Exercise brief:
Starting from the line that contains "Report one point per instance of the distant building", reproduce each line exactly through the end of the material, and include no other lines.

Source data:
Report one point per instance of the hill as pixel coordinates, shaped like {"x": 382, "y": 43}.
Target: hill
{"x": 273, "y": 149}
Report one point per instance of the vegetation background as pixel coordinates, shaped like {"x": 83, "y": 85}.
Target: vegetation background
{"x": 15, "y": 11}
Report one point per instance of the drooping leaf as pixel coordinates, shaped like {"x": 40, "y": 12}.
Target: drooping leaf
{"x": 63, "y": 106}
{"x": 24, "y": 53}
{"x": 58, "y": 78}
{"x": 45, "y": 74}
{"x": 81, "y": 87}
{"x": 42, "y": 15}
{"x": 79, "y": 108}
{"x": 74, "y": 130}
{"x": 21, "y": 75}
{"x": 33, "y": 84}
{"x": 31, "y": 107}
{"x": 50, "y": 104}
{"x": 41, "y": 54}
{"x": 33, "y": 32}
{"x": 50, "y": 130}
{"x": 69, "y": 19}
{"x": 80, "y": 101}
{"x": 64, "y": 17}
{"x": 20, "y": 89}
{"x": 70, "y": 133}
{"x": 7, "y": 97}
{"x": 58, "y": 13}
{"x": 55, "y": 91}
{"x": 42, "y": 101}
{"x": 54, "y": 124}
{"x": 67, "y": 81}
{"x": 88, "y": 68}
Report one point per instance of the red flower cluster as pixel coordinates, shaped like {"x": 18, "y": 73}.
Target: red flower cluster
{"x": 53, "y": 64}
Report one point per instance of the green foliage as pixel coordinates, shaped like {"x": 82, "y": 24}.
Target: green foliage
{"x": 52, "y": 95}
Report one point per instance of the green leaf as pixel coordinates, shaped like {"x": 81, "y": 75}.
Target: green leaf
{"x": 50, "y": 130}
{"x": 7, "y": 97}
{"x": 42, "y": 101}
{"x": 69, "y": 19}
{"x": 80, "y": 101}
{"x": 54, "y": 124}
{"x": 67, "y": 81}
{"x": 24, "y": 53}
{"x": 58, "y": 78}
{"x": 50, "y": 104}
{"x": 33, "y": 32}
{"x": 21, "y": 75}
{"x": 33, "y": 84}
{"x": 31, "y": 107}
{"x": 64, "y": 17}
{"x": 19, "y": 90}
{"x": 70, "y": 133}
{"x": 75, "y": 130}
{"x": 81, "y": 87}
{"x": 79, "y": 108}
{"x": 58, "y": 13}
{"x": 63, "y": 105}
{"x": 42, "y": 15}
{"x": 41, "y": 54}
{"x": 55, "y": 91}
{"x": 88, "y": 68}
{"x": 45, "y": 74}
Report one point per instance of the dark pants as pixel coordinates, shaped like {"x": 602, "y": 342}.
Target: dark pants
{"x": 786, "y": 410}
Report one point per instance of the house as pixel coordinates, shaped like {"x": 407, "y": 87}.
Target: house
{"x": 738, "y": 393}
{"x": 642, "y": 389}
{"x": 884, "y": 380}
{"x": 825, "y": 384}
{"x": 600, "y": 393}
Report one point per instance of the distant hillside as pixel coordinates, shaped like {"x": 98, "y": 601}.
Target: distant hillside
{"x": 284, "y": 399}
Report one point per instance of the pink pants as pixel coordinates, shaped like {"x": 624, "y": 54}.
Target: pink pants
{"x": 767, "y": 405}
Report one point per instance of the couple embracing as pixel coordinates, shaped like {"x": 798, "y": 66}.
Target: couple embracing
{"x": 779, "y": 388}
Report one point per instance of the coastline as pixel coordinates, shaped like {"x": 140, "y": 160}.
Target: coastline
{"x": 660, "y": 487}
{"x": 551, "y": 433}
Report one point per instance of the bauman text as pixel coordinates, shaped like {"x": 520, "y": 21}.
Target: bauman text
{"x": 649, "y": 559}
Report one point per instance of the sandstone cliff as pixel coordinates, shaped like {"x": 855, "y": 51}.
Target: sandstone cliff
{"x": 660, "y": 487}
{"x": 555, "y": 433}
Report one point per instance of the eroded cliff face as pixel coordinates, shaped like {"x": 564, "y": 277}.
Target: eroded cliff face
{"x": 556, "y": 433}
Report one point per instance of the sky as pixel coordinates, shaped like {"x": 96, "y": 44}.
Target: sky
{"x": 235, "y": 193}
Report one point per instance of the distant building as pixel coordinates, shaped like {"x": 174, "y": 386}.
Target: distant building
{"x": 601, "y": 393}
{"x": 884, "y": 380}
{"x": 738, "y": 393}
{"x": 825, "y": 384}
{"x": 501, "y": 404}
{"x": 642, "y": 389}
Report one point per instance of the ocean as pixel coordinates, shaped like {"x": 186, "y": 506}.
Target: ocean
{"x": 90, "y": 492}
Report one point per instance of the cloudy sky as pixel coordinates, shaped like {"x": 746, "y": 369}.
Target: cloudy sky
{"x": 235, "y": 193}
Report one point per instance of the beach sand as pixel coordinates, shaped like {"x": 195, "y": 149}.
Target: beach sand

The answer:
Report one point per instance of the distant building as pixel coordinates, shaped like {"x": 174, "y": 386}.
Target: distant building
{"x": 601, "y": 393}
{"x": 884, "y": 380}
{"x": 738, "y": 393}
{"x": 825, "y": 384}
{"x": 501, "y": 404}
{"x": 642, "y": 389}
Report one point per instance of the ocean as pixel coordinates, shaped like {"x": 186, "y": 506}.
Target: ocean
{"x": 90, "y": 492}
Report one point per instance of the cloudy sky as pixel coordinates, shaped like {"x": 746, "y": 369}.
Target: cloudy sky
{"x": 235, "y": 193}
Report one point per instance of the beach sand as pixel coordinates, shaped like {"x": 195, "y": 149}.
Target: beach sand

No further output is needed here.